> [MATERIAL FOR THIS TASK]:
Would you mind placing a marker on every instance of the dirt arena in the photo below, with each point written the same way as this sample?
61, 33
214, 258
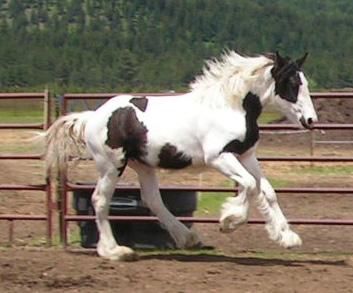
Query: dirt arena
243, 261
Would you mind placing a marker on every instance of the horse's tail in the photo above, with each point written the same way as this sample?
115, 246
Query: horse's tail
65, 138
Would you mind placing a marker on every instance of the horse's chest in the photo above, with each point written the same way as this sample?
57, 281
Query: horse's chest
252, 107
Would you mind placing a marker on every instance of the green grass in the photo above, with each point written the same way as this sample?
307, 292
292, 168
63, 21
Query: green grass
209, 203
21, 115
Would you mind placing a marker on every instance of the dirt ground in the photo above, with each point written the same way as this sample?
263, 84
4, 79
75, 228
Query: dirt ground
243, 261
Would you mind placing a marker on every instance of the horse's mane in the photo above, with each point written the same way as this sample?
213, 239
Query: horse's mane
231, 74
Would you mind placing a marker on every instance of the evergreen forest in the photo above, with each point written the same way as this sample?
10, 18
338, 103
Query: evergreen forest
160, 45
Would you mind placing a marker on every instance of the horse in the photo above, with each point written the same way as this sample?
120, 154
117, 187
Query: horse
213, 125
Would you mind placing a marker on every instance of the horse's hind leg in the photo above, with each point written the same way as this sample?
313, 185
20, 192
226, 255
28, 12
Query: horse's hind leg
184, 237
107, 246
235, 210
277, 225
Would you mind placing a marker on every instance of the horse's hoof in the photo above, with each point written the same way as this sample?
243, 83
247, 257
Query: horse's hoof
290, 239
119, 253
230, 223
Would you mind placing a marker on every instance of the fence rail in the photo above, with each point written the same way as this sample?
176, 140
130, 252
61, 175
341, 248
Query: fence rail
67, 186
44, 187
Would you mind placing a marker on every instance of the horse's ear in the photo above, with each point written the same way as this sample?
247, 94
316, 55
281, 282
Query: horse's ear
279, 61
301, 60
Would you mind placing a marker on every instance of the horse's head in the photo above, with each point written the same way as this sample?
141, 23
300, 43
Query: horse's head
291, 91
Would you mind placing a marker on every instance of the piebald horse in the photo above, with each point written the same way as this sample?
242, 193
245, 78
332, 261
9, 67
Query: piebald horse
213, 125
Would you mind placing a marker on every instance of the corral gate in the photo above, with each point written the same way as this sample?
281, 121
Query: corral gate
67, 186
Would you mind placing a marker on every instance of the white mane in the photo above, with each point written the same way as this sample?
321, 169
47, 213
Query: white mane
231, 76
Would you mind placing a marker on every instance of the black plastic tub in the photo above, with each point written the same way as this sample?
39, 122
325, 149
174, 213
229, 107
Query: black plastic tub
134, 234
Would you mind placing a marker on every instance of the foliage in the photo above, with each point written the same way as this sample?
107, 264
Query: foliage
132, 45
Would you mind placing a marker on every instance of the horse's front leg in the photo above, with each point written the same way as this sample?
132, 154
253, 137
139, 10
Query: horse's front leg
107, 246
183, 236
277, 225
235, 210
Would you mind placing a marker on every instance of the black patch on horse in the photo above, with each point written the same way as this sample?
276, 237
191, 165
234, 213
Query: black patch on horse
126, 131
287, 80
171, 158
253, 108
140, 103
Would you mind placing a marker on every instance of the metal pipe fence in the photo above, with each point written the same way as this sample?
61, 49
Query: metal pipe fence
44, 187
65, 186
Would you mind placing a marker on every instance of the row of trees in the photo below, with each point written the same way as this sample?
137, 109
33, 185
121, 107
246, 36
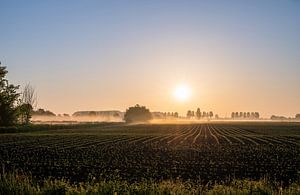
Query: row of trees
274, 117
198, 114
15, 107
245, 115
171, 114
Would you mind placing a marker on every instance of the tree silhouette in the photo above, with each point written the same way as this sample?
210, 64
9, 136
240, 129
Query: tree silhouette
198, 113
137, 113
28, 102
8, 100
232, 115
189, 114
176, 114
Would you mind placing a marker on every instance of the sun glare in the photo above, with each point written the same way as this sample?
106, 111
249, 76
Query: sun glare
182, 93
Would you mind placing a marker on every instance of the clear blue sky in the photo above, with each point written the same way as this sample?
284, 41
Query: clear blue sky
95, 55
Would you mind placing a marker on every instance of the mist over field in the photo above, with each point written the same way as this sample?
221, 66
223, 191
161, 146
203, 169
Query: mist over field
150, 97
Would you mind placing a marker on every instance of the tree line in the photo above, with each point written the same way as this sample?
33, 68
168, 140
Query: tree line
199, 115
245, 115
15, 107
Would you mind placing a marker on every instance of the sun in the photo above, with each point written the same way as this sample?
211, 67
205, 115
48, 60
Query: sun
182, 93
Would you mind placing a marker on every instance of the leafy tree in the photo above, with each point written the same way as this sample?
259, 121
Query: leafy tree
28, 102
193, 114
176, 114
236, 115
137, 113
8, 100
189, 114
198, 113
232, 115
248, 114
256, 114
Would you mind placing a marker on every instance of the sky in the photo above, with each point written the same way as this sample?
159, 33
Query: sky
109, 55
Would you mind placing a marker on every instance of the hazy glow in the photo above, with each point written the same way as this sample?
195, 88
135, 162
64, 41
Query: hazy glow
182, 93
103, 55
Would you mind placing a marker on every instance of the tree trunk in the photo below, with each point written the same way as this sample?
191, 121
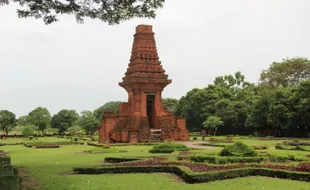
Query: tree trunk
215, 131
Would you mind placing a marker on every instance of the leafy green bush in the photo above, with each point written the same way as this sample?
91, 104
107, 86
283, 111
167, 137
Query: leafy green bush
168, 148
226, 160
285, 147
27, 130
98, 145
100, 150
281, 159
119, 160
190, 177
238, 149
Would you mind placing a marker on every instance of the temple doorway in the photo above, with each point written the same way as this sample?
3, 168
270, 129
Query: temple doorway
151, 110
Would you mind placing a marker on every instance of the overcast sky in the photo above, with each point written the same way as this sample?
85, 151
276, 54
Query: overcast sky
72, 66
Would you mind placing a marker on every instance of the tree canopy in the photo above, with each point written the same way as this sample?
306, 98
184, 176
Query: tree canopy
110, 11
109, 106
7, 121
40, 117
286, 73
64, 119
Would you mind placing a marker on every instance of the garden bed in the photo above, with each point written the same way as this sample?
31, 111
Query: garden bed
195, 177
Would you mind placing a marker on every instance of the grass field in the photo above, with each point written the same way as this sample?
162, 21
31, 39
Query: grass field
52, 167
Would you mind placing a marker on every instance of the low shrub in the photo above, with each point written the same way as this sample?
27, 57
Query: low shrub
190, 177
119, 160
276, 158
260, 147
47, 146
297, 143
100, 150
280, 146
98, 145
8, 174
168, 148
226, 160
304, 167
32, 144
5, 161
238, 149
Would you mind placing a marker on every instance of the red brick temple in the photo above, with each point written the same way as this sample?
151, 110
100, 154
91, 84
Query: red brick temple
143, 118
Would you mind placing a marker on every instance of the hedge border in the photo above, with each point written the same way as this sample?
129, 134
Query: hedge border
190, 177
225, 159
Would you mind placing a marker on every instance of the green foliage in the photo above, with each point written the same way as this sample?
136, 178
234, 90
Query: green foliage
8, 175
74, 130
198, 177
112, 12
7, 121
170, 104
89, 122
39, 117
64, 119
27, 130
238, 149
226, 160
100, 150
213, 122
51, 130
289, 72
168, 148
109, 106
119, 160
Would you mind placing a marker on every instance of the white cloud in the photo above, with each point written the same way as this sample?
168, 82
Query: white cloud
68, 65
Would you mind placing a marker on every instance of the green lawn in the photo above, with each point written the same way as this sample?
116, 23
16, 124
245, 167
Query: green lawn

> [PROBLEM DESCRIPTION]: Output every line of the entries above as a JSON list of strings, one string per line, omitting blank lines and the pictures.

> [WRITTEN RESPONSE]:
[
  "Would you mind placing a marker on every instance of the dirt arena in the photo below, with each point written the same way as this sample?",
  "61, 33",
  "214, 258",
  "Query: dirt arena",
  "243, 261",
  "Would you mind placing a marker on every instance of the horse's tail in the photo above, with each point written the same way as this sample?",
  "115, 246",
  "Query: horse's tail",
  "65, 138",
  "Would you mind placing a marker on every instance of the horse's chest in the photo above, with each point written the same way as this sample?",
  "57, 281",
  "Query: horse's chest",
  "252, 107",
  "Would you mind placing a marker on every instance of the green grass in the photo above, with each point written the same way as this sample?",
  "307, 292",
  "292, 168",
  "63, 21",
  "Query: green grass",
  "209, 203",
  "21, 115",
  "Would you mind placing a marker on every instance of the dirt ground in the photo above, with each point written the same way as this sample?",
  "263, 84",
  "4, 79",
  "75, 228",
  "Query: dirt ground",
  "243, 261",
  "Would you mind placing a marker on every instance of the horse's mane in the photo above, with each point written the same way as this sample?",
  "213, 239",
  "Query: horse's mane",
  "231, 74",
  "Would you mind placing a marker on every instance of the evergreen forest in the photo above, with each point written the same way as this sample?",
  "10, 18",
  "338, 103",
  "Query: evergreen forest",
  "160, 45",
  "Would you mind placing a marker on every instance of the horse in the photo above, with each point written the same way as this sample?",
  "120, 154",
  "117, 187",
  "Query: horse",
  "213, 125",
  "Would you mind placing a marker on every instance of the horse's hind leg in the photo above, with each point written the same way as this sample?",
  "313, 185",
  "20, 192",
  "226, 255",
  "28, 12",
  "Query: horse's hind leg",
  "184, 237",
  "107, 246",
  "235, 210",
  "277, 225",
  "Would you mind placing a marker on every instance of the horse's hoof in the photo above, with each point written the same way as this sample?",
  "243, 83",
  "247, 257",
  "Query: horse's hoof",
  "290, 239",
  "119, 253",
  "230, 223",
  "Would you mind placing a marker on every instance of the fence rail in the photo above, with each point written the same way as this sample?",
  "176, 140",
  "130, 252",
  "61, 175",
  "341, 248",
  "Query: fence rail",
  "67, 186",
  "44, 187",
  "Would you mind placing a marker on every instance of the horse's ear in the photo above, with each point written the same way as this sample?",
  "247, 94",
  "316, 55",
  "281, 282",
  "Query: horse's ear",
  "279, 61",
  "301, 60",
  "Would you mind placing a marker on every instance of the horse's head in the photo above, with each point written the same way as this sample?",
  "141, 23",
  "300, 43",
  "Query: horse's head",
  "291, 91",
  "Would you mind placing a marker on every instance of the piebald horse in the photo above, with each point written the same way as this sample?",
  "242, 193",
  "245, 78",
  "332, 261",
  "9, 67",
  "Query: piebald horse",
  "213, 125",
  "Would you mind placing a marker on every instance of the corral gate in the photo above, with each point written the same way as this sample?",
  "281, 121",
  "Query: corral gate",
  "67, 186",
  "Would you mind placing a marker on every instance of the white mane in the photo above, with each point written the same way as this sample?",
  "321, 169",
  "47, 213",
  "Query: white mane",
  "231, 76",
  "Would you mind placing a marker on every instance of the black plastic tub in the photo above, with each point written the same way as this sample?",
  "39, 122",
  "325, 149",
  "174, 213",
  "229, 107",
  "Query: black plastic tub",
  "134, 234",
  "Would you mind placing a marker on every instance of the foliage in the photo above, with each point written the same way as this sample?",
  "107, 264",
  "Query: foliage",
  "132, 45",
  "Would you mind placing a marker on every instance of the horse's front leg in the photo above, with each point written the same way as this sample?",
  "132, 154",
  "253, 137",
  "139, 10",
  "Query: horse's front leg",
  "107, 246",
  "183, 236",
  "277, 225",
  "235, 210",
  "Would you mind placing a marker on every instance of the black patch on horse in the photo above, with each point written the same way as this sample?",
  "276, 237",
  "191, 165",
  "234, 213",
  "Query: black patch on horse",
  "126, 131",
  "287, 80",
  "171, 158",
  "253, 108",
  "140, 103",
  "Would you mind placing a marker on every instance of the metal pipe fence in the photo above, with each point written the same way as this sample?",
  "61, 49",
  "Query: metal pipe fence",
  "44, 187",
  "65, 186",
  "Would you mind placing a marker on every instance of the row of trees in the photo below, with each point written the same way as this sample?",
  "137, 109",
  "33, 185",
  "121, 107",
  "246, 36",
  "Query: row of trees",
  "274, 117",
  "198, 114",
  "15, 107",
  "245, 115",
  "171, 114",
  "Would you mind placing a marker on every instance of the tree silhouette in the photo above, with each point written the same way as this sample?",
  "210, 64",
  "9, 136",
  "240, 129",
  "Query: tree silhouette",
  "198, 113",
  "137, 113",
  "28, 102",
  "8, 100",
  "232, 115",
  "189, 114",
  "176, 114",
  "Would you mind placing a marker on every instance of the sun glare in the photo above, with each point written the same way as this sample?",
  "106, 111",
  "249, 76",
  "Query: sun glare",
  "182, 93",
  "Would you mind placing a marker on every instance of the clear blue sky in the photo above, with each point written the same way as this sample?",
  "284, 41",
  "Query: clear blue sky",
  "95, 55",
  "Would you mind placing a marker on every instance of the mist over field in the photo above, with each point written the same way as this sample?",
  "221, 66",
  "223, 191",
  "161, 146",
  "203, 169",
  "Query: mist over field",
  "150, 97",
  "Would you mind placing a marker on every instance of the tree line in the photo above, with each point written the same way as this sample?",
  "33, 68",
  "168, 140",
  "Query: tree line",
  "199, 115",
  "245, 115",
  "15, 107",
  "Would you mind placing a marker on every instance of the sun in the photo above, with each point written the same way as this sample?",
  "211, 67",
  "205, 115",
  "48, 60",
  "Query: sun",
  "182, 93",
  "Would you mind placing a marker on every instance of the leafy tree in the photo above, with each point written the same way as this sample?",
  "259, 121",
  "Query: leafy tree",
  "28, 102",
  "193, 114",
  "176, 114",
  "236, 115",
  "137, 113",
  "8, 100",
  "189, 114",
  "198, 113",
  "232, 115",
  "248, 114",
  "256, 114",
  "Would you mind placing a marker on every instance of the sky in the photo above, with each point written the same way as this sample?",
  "159, 33",
  "Query: sky",
  "109, 55",
  "Would you mind placing a marker on every instance of the hazy glow in the photo above, with each point written the same way as this sample?",
  "195, 88",
  "135, 162",
  "64, 41",
  "Query: hazy glow",
  "182, 93",
  "103, 55",
  "Would you mind placing a marker on every instance of the tree trunk in the photo below, with each point written the same way as this sample?",
  "191, 121",
  "Query: tree trunk",
  "215, 131",
  "Would you mind placing a marker on every instance of the leafy green bush in the photo above, with each point written the same way as this sample?",
  "91, 104",
  "107, 86",
  "283, 111",
  "167, 137",
  "Query: leafy green bush",
  "168, 148",
  "226, 160",
  "285, 147",
  "27, 130",
  "98, 145",
  "100, 150",
  "281, 159",
  "119, 160",
  "190, 177",
  "238, 149",
  "Would you mind placing a marker on every instance of the temple doorway in the photo above, with each point written the same way as this sample?",
  "3, 168",
  "270, 129",
  "Query: temple doorway",
  "151, 110",
  "Would you mind placing a marker on every instance of the overcast sky in the photo above, with each point written the same way as this sample?",
  "85, 151",
  "276, 54",
  "Query: overcast sky",
  "72, 66",
  "Would you mind placing a marker on every instance of the tree canopy in the photo above, with each point written the same way as this sample?",
  "306, 98",
  "184, 176",
  "Query: tree canopy",
  "110, 11",
  "109, 106",
  "7, 121",
  "40, 117",
  "286, 73",
  "64, 119",
  "Would you mind placing a marker on every instance of the garden bed in the photo above, with each point written the same way as this sample?",
  "31, 111",
  "Query: garden bed",
  "195, 177",
  "Would you mind placing a marker on every instance of the grass field in the photo above, with each point written the same way as this sample?",
  "162, 21",
  "31, 39",
  "Query: grass field",
  "52, 167",
  "Would you mind placing a marker on every instance of the low shrub in the photo above, with each point written the same way as this sample?",
  "27, 57",
  "Query: low shrub",
  "190, 177",
  "119, 160",
  "276, 158",
  "260, 147",
  "47, 146",
  "297, 143",
  "100, 150",
  "280, 146",
  "98, 145",
  "8, 174",
  "168, 148",
  "226, 160",
  "304, 167",
  "32, 144",
  "5, 161",
  "238, 149",
  "Would you mind placing a marker on every instance of the red brick temple in the photo above, with each point written the same way as this sample?",
  "151, 110",
  "100, 154",
  "91, 84",
  "Query: red brick temple",
  "143, 118",
  "Would you mind placing a marker on every instance of the hedge border in the photo above, with each point written the same way as this sample?",
  "129, 134",
  "Query: hedge border",
  "190, 177",
  "225, 159",
  "Would you mind placing a marker on every instance of the green foliage in the photo above, with each point written the same way as this sample?",
  "136, 178",
  "234, 90",
  "Query: green foliage",
  "8, 175",
  "74, 130",
  "198, 177",
  "112, 12",
  "7, 121",
  "170, 104",
  "89, 122",
  "39, 117",
  "64, 119",
  "27, 130",
  "238, 149",
  "226, 160",
  "100, 150",
  "213, 122",
  "51, 130",
  "289, 72",
  "168, 148",
  "109, 106",
  "119, 160",
  "Would you mind placing a marker on every instance of the white cloud in the photo above, with each point written the same way as this sample?",
  "168, 82",
  "Query: white cloud",
  "68, 65",
  "Would you mind placing a marker on every instance of the green lawn in the photo above, with each point written the same way as this sample?",
  "116, 23",
  "16, 124",
  "245, 167",
  "Query: green lawn"
]